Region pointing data
####

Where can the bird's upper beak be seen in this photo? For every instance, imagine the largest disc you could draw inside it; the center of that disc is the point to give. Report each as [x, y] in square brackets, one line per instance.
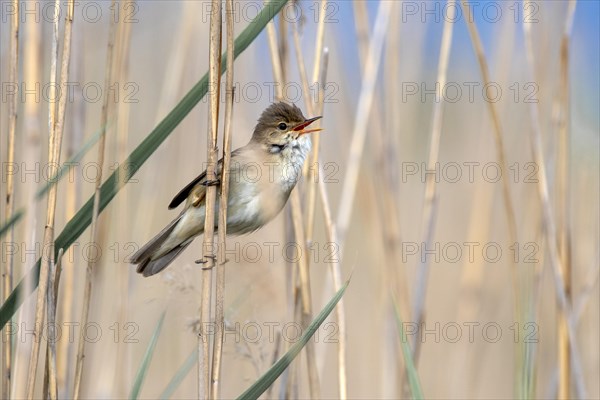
[300, 128]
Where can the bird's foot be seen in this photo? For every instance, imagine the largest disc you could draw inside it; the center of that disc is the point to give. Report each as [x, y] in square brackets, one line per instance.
[205, 261]
[211, 182]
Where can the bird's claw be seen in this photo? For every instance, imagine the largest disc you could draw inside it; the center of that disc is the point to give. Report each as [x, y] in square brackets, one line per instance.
[211, 182]
[205, 261]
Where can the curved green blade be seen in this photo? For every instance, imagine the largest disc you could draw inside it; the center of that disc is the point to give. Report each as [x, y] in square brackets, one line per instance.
[263, 383]
[143, 370]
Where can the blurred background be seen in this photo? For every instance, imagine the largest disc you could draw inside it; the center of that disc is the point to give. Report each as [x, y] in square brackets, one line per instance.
[491, 324]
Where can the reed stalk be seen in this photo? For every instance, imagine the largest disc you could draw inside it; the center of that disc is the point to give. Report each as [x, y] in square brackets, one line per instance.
[56, 117]
[430, 206]
[563, 202]
[9, 205]
[317, 171]
[208, 252]
[361, 120]
[550, 231]
[224, 196]
[32, 142]
[91, 264]
[299, 234]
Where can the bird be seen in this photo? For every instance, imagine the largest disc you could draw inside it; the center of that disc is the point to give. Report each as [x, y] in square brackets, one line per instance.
[262, 176]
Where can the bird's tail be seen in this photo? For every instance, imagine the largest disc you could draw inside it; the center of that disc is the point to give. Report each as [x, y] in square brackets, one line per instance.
[152, 258]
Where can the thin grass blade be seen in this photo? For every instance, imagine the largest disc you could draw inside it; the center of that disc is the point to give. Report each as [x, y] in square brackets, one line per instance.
[263, 383]
[139, 378]
[62, 171]
[411, 371]
[181, 373]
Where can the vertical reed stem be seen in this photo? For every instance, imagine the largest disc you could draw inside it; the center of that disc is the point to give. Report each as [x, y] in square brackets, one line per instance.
[9, 206]
[87, 294]
[225, 175]
[208, 253]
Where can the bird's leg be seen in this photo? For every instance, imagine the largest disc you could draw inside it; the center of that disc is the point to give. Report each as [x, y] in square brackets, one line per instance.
[211, 257]
[211, 182]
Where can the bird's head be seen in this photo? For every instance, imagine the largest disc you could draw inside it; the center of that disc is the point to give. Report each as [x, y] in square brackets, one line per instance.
[280, 125]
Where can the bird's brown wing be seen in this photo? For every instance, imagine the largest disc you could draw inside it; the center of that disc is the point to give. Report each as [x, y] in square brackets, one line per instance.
[185, 192]
[201, 190]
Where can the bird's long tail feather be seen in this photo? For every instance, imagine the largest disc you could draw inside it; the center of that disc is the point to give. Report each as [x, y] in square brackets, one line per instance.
[148, 260]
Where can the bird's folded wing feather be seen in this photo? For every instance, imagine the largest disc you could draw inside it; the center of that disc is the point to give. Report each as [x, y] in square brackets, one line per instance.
[197, 187]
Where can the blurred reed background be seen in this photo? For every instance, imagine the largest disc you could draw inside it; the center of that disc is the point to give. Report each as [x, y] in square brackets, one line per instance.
[479, 259]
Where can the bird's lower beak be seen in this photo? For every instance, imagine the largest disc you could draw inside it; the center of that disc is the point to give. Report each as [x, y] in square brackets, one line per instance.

####

_YOUR ASSIGNMENT_
Give back the records word for word, without their pictures.

_EXERCISE RESULT_
Where can the bird's upper beak be seen in this photo? For every instance, imagine the largest disc you could draw inside it; the center of that disc is the point to give. Report each as [x, y] in square brackets, one line per instance.
[300, 128]
Where can the bird's foot be seen in this photo? For every instance, imagine the largest disc you could draw inside it; the center of that disc is the point to give. Report each as [x, y] in square brackets, one line per instance.
[205, 261]
[211, 182]
Where can the bird's claw be seen in this photo? For every instance, imagine the largest disc you could draw inside it; the center of that disc is the point to give. Report each as [x, y] in square brackets, one line per instance.
[211, 182]
[205, 261]
Where can the curved green blade be seen in this photo? For every instance, imagine the largest disc you could draw inside it; the center of that disc is the point to give. Report each as [x, y] in square brackets, one line per instance.
[263, 383]
[143, 370]
Where can the blurred background be seen in this photo? For every instance, imagine the largest disc you could draw inside it; the center of that disc is the point to give. Report each as [x, y] in square brackets, one line per instance.
[491, 324]
Where can the reed stalk be seen in this photo? For every instance, imagine the largest disc you could draw inside it; the center of that disc is the point to give. Report each as [x, y] in square brackets, one line per instance.
[56, 117]
[430, 206]
[563, 202]
[9, 205]
[317, 171]
[208, 252]
[361, 120]
[550, 231]
[224, 196]
[32, 142]
[91, 264]
[299, 234]
Where can the bird be seen in this photo? For every instance, imagine the largest disc you could draw inside it; the center of that disc is the point to give. Report each as [x, y] in square brackets, one line per instance.
[262, 176]
Where can the bird's tail be seen in this photo? For every instance, imagine the largest disc you could draw inside it; the center of that disc is the point to give. Report each as [x, y] in square brackets, one line per instance.
[152, 258]
Where can the thin grass blade be seen in this photo? For every instance, imagine the largest disc you could draw inside it; the center of that disc is the point to give. Report each as [x, y] in square brackets, one line per instance.
[263, 383]
[139, 378]
[62, 171]
[411, 371]
[181, 373]
Where can the vertical reed stem be seen in this photo? For every instance, imagine the largest disc you could draw inside it; the center of that disc is the point to give. Report each as [x, y] in square brackets, one line per instance.
[9, 206]
[87, 294]
[225, 175]
[208, 253]
Where can the bird's leg be seen in this photo? For every instance, imagine the largest disc you could draw inside it; the center of that disc is the point to give. Report each as [x, y] in square brackets, one line per instance.
[211, 257]
[211, 182]
Where can the bird's head be seen in this photo? For every instance, imagine the largest disc you could draw inside it; the center of that disc is the point to give. Report each as [x, y] in square brackets, one line per instance.
[280, 125]
Where can the bird's brown wing be seen in this photo? For every instance, imagine the largest disc you could draw inside it; the center of that disc is the point to give. Report each as [x, y] in square brackets, one line per instance.
[185, 192]
[201, 190]
Where can the bird's long tail feather be seen in this photo? For every instance, imagine the largest disc you could draw inside it; the center of that disc is the point to give. Report each as [x, y] in square brackets, one line per instance.
[148, 260]
Where can the bird's folded wing feather be seen in this photo? For every instance, imagine the largest disc you could draw inside it; the center of that disc is the point to give. Report each as [x, y] in square brackets, one line per instance.
[197, 187]
Where can the blurred reed background be seen in this photo? For every instance, imagine the largest disc you could draw inside it; the center of that disc is the point to give. Report each as [x, y] in square brackets, one line per instance.
[479, 259]
Where can the bird's lower beak be seen in this photo? For every instance, imagine the largest disc you could draw inside it; the center of that disc is the point to give. Report each as [x, y] in square brackets, one line per instance.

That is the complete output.